» **Material to process**

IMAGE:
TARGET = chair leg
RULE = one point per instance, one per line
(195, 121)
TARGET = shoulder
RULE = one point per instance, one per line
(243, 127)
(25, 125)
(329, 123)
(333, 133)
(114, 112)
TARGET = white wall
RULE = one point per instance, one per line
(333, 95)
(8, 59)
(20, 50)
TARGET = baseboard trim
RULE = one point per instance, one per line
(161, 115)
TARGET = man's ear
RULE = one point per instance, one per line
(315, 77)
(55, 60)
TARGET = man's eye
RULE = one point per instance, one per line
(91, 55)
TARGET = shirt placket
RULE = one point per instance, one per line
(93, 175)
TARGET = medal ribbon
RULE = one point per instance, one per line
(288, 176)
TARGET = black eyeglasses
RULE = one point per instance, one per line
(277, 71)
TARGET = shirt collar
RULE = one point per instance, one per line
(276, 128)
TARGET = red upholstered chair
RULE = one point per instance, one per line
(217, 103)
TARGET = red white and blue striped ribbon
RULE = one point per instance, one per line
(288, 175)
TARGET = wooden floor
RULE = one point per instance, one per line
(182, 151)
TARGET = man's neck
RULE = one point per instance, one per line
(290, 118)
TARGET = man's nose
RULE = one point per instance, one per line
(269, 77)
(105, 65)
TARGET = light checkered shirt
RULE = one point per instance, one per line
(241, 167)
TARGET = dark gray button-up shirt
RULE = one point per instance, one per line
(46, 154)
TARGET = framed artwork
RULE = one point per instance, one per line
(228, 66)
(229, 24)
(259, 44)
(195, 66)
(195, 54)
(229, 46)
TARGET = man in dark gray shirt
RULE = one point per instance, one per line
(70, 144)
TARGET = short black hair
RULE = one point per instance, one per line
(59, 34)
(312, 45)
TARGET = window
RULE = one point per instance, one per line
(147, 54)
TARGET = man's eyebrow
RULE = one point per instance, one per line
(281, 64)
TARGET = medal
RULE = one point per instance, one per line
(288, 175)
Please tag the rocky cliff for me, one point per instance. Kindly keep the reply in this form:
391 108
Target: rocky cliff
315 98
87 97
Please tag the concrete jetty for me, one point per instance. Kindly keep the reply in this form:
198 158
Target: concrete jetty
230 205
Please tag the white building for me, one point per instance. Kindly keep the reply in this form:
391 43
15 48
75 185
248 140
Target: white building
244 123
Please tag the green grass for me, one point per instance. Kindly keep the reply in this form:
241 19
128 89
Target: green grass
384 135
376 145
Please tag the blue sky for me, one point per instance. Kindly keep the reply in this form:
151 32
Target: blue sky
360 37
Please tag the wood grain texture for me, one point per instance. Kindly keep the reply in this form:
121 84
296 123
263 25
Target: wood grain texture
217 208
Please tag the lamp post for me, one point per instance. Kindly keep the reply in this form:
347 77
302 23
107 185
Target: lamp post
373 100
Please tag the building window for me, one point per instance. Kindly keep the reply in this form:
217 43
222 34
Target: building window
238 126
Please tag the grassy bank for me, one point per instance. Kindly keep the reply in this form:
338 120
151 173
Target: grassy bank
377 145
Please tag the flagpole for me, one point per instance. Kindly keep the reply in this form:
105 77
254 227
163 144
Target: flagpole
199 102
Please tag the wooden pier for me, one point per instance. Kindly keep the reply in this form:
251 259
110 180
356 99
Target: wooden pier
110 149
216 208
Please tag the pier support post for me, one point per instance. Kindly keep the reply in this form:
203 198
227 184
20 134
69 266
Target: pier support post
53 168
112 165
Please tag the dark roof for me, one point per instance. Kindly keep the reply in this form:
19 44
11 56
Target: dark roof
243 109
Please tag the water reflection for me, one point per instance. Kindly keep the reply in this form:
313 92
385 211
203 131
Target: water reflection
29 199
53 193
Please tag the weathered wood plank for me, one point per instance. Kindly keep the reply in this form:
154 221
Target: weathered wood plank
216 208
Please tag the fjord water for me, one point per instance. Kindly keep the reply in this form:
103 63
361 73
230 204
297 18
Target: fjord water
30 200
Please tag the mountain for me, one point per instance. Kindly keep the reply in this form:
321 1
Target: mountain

» **What is required**
All lines from the beginning of the entries through the line marked "TARGET = red upholstered chair" are to be output exactly; nothing else belongs in the answer.

» **Exercise solution**
IMAGE:
TARGET = chair leg
RULE = one point per instance, one per line
(195, 121)
TARGET = shoulder
RULE = one point per instance, one per line
(243, 127)
(25, 125)
(329, 123)
(333, 133)
(114, 112)
TARGET = white wall
RULE = one point per instance, one per line
(333, 95)
(8, 59)
(20, 50)
TARGET = baseboard trim
RULE = one point per instance, one per line
(161, 115)
TARGET = man's ear
RULE = one point per instance, one per line
(315, 77)
(55, 60)
TARGET = man's eye
RULE = one point per instance, one per line
(91, 55)
TARGET = shirt placket
RULE = one point per instance, one per line
(93, 175)
TARGET = medal ribbon
RULE = one point per instance, one per line
(288, 176)
TARGET = black eyeglasses
RULE = one point per instance, one per line
(277, 71)
TARGET = shirt collar
RULE = one point per instance, one per line
(276, 128)
TARGET = red upholstered chair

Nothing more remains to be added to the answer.